AR-15 builders and Owners, little help please

I am a smith so pm me if you need advice. Midway USA and Brownells were my two main part suppliers. Sometimes I just go to the gunshow to see what parts I can scrounge cheep. If I was building something for a customer the first thing I do is get a exploded diagram and a parts list. I have a book from Jack First but I am sure you can google it. Even if it's a weapon you are familiar with it is always smart to be working with a list of all the tiny parts and pins.
 
Last edited:
Pick up the billet lower of your choice and a lower parts kit, mil buffer and tube, magpul or viltor stock and a complete bcm upper bingo your done with a great rifle. Usually quite a bit cheaper, last one I built for around 650. over 6000 rounds with minimal cleaning and no failures at all. Ok actually no cleaning just squirted some lube on it a few times.

REQUEST:
In the forum thread above, which two companies does the smith name as the main part suppliers?

Dataset lines on where objects appear:
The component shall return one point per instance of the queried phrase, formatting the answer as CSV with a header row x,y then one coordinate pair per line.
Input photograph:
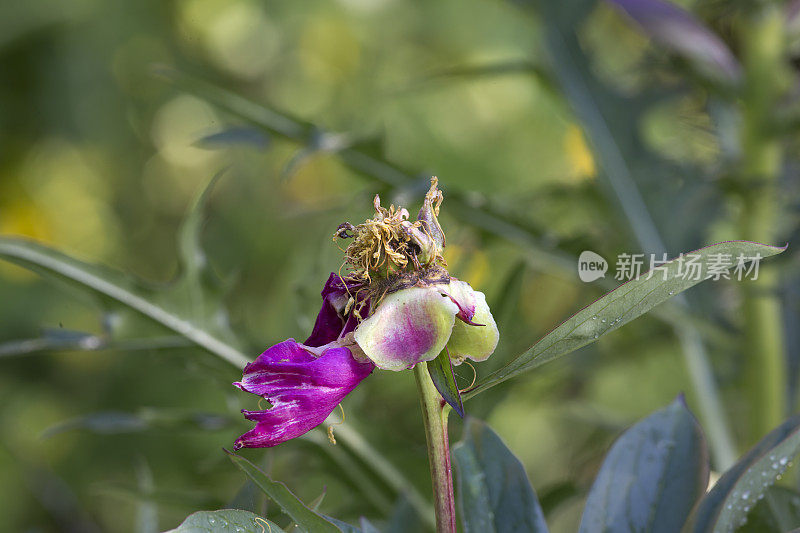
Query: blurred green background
x,y
111,123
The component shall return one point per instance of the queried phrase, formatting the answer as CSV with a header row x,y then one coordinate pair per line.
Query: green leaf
x,y
779,510
226,521
726,506
300,513
494,493
190,307
652,477
144,419
623,304
123,290
441,372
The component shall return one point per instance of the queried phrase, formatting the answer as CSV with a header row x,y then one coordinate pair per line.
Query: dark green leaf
x,y
778,511
226,521
441,372
652,477
494,493
623,304
404,518
277,491
726,506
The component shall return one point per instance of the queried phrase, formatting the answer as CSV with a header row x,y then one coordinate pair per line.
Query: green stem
x,y
434,417
764,68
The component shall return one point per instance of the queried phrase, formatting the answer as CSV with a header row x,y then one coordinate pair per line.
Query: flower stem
x,y
434,417
766,76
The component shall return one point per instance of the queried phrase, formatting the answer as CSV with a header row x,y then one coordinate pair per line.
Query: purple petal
x,y
302,389
677,29
329,323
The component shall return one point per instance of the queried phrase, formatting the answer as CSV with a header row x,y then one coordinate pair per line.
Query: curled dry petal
x,y
475,336
303,390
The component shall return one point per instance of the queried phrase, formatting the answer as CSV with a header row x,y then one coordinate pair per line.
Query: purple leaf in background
x,y
677,29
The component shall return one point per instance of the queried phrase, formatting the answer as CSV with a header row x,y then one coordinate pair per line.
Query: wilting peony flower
x,y
397,307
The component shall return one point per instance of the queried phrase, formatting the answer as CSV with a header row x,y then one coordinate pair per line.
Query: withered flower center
x,y
390,247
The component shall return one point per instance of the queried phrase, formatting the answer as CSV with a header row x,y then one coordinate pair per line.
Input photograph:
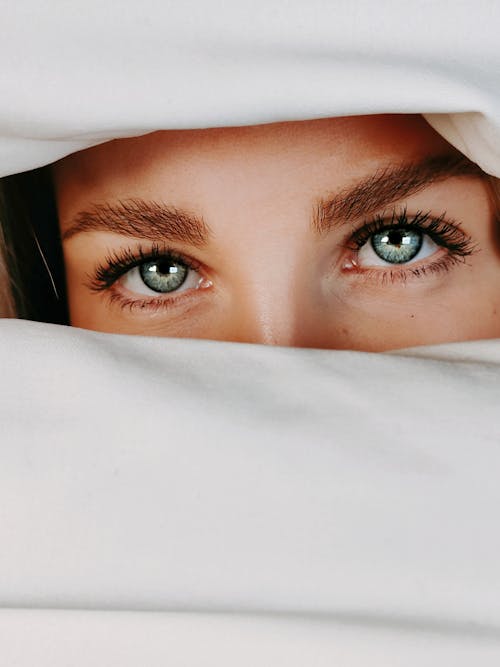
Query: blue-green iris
x,y
163,275
397,245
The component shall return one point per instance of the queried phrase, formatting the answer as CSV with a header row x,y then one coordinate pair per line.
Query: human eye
x,y
403,245
145,278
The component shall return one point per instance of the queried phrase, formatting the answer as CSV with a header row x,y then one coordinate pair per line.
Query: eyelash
x,y
445,233
119,262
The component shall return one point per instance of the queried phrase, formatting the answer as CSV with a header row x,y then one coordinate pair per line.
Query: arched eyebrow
x,y
386,186
141,219
153,220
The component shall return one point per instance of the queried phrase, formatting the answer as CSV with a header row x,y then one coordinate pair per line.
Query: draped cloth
x,y
167,501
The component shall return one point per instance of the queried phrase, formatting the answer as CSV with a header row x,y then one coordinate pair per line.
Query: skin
x,y
266,276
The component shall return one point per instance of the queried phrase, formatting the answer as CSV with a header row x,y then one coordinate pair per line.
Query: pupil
x,y
164,266
163,275
397,246
395,237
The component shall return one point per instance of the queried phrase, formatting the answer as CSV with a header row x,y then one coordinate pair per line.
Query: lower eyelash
x,y
155,304
392,276
119,262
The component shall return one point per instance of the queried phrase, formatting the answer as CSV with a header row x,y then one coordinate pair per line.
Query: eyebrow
x,y
142,219
386,186
152,220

RESPONSE TO THE EXERCISE:
Midway USA and Brownells.